Tasks to perform
1) List every person named in the article about the Murang'a student.
2) Please retype the article from "She now wants" to "entire life affected.".
3) According to the article, what caused the minor injuries that led Mwangi to seek a tetanus injection?

*** Quoted passage ***

Form Three student in Murang’a risks being paralyzed after teta**s injection

By , K24 Digital
On Thu, 8 Jul, 2021 23:07 | 2 mins read
Joseph Mwangi, a student at Kagumo Secondary School at his home:Photo/Wangari Njuguna.

A Form Three student from Kagumo Secondary School is at risk of becoming paralyzed after he was vaccinated at a health facility in Murang'a.

Joseph Mwangi went for a tetanus injection at the Maragua hospital after sustaining minor injuries from a boda boda accident.

Mwangi said that two days after the injection, his left hand and leg started swelling.

This made him go back to the same facility for further examination but instead of attending to him, the medics took away the medical report card and he never saw them again.

"One of the medical officers took my card and they entered an office with a colleague but they never came out and I was forced to wait for more than four hours," Mwangi said.

"I finally gave up and went back to school where I reported the matter to the teacher," he added.

He said that his two limbs are numb and he is unable to move them, especially at night.

Two days later, James Njeri, the deputy headteacher accompanied Mwangi back to the hospital, only to be shocked when medics said the latter's medical card could not be found.

"We could not trace the record of Mwangi having attended the hospital and all other necessary documents were missing," he said.

According to the deputy headteacher, a medical officer at the facility told him that the dispensary did not have the tetanus vaccine for a number of years and that it's not clear what the student was injected with.

"We want to know who attended to the student and administered the vaccine," the medic said.

However, the deputy principal said that despite the hospital's administration trying to cover up the mess by hiding the medical report, the school has some copies that the students submitted back after his first visit.

He said the hospital should take responsibility for mishandling the patient leading to health complications.

Mwangi's mother Ann Wanjiru said they sought medical attention from a private hospital in the area and that they were referred to Murang'a district hospital.

"At Murang'a we were further referred to Kijabe mission hospital for specialized treatment but the cost is too high for us to meet," she said.

She now wants the medic who injected her son with the lethal vaccine to cater for his treatment.

She expressed her fears that should an intervention fail to be done at the right time her son could become paralyzed and his entire life affected.

*** End of Quoted passage ***
*** Records ***

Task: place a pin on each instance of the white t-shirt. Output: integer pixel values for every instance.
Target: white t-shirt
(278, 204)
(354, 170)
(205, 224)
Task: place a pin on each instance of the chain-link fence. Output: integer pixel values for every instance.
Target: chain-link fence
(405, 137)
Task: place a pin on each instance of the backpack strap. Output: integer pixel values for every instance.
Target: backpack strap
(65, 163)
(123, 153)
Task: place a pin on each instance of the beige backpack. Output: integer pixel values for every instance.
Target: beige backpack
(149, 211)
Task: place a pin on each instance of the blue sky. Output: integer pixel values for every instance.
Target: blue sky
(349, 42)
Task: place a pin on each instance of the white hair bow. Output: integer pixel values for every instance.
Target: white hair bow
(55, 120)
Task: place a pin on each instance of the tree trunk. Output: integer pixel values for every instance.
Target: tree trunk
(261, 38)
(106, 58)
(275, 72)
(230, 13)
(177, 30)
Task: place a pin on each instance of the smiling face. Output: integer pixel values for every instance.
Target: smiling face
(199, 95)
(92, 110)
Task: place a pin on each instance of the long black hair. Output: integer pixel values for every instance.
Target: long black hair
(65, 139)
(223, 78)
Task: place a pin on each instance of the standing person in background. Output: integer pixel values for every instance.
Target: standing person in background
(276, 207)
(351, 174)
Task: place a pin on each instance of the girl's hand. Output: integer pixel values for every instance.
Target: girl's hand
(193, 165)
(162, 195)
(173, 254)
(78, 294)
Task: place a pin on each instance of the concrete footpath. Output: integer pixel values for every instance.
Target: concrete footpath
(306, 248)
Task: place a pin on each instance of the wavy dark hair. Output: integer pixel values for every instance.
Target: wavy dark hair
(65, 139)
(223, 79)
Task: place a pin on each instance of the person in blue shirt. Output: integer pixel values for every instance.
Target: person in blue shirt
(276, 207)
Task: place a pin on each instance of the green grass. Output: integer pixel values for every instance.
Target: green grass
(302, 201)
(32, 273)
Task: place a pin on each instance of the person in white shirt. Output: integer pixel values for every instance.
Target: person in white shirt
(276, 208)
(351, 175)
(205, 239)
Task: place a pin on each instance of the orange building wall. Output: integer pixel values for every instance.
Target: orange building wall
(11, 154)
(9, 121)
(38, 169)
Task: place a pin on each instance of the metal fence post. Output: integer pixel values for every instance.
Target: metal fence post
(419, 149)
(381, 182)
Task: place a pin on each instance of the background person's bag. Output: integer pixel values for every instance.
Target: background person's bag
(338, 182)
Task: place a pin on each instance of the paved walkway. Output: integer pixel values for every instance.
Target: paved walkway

*** End of Records ***

Results in order
1)
Joseph Mwangi
Wangari Njuguna
James Njeri
Ann Wanjiru

2)
She now wants the medic who injected her son with the lethal vaccine to cater for his treatment.

She expressed her fears that should an intervention fail to be done at the right time her son could become paralyzed and his entire life affected.

3) A boda boda accident.